» **Text excerpt**:

══════════════════════════════

Showing posts with label Carrion Crow. Show all posts
Showing posts with label Carrion Crow. Show all posts

Tuesday, July 2, 2024

Click Bait

OK, due to a combination of factors I have somewhat neglected posting on the blog. That doesn’t mean that I have been sat at home twiddling my thumbs or watching daytime telly. Does anyone still watch daytime telly to be entertained or informed? Definitely not the latter. Sources of news and entertainment on the Internet are more varied where by hitting the right buttons, the actuality & truth, as opposed to mainstream media who like to tell us what to believe, is there for all to discover. BBC, ITV, C4, Sky – they are all liars with biased and well-oiled axes to grind. 

Today there's a selection of pictures shot in-between bouts of bad weather that hit the North West from January and into May when I ventured out with bins and camera if the sun appeared and winds subsided. I felt so sorry for our local farming community when days and weeks of rain swallowed their crop fields; more knocks to a hard-working fraternity who receive little or no credit for their contribution to our British Way of Life. 

My mostly mornings with camera, plus a couple of ringing sessions confirmed that all is not well with birds. Where this year are Swifts, Sedge Warblers, Blackcaps, Swallows, Whitethroats, House Martins and Willow Warblers? - to name but a handful of supposedly “common species”. Luckily, Wheatears and ever curious Pied Wagtails  seemed in good supply with the jury out on seemingly low numbers of finches and buntings.

══════════════════════════════

» **The data**:
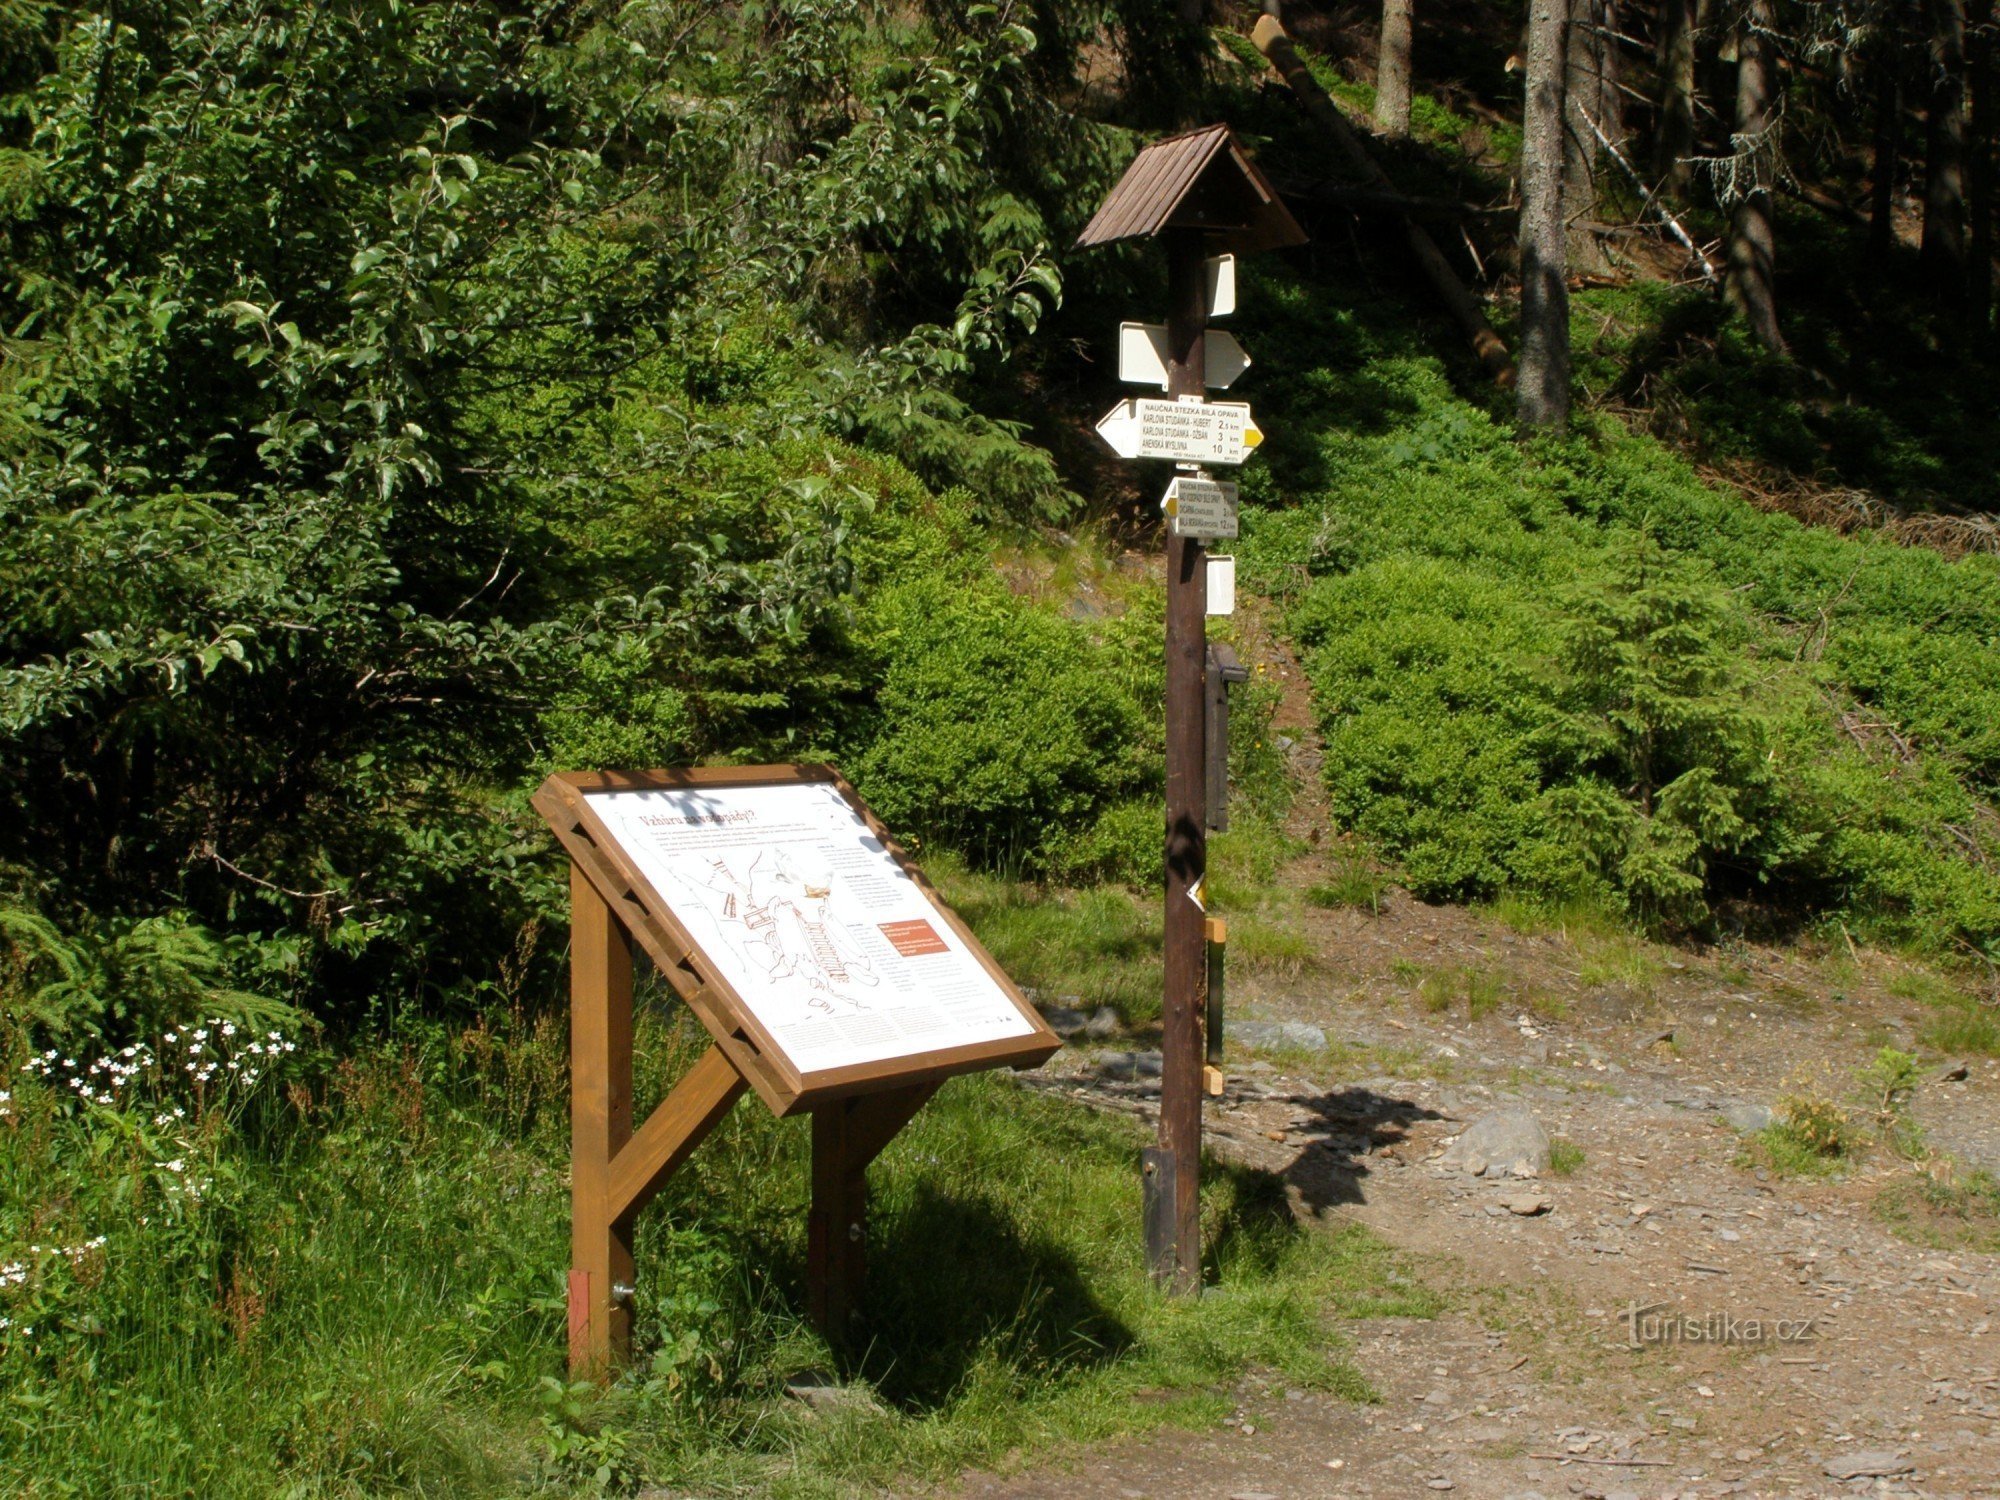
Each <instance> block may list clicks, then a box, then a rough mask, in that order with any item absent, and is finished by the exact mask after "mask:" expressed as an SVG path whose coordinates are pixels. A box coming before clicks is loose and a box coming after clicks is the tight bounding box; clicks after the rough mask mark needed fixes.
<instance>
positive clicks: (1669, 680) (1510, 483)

══════════════════════════════

» **Exercise directions**: Write out the stretch of the blog post from "Tuesday, July 2, 2024" through "axes to grind.", swapping "daytime telly" for "daytime television". The lines above are not needed for this work.

» **Exercise result**:
Tuesday, July 2, 2024

Click Bait

OK, due to a combination of factors I have somewhat neglected posting on the blog. That doesn’t mean that I have been sat at home twiddling my thumbs or watching daytime television. Does anyone still watch daytime television to be entertained or informed? Definitely not the latter. Sources of news and entertainment on the Internet are more varied where by hitting the right buttons, the actuality & truth, as opposed to mainstream media who like to tell us what to believe, is there for all to discover. BBC, ITV, C4, Sky – they are all liars with biased and well-oiled axes to grind.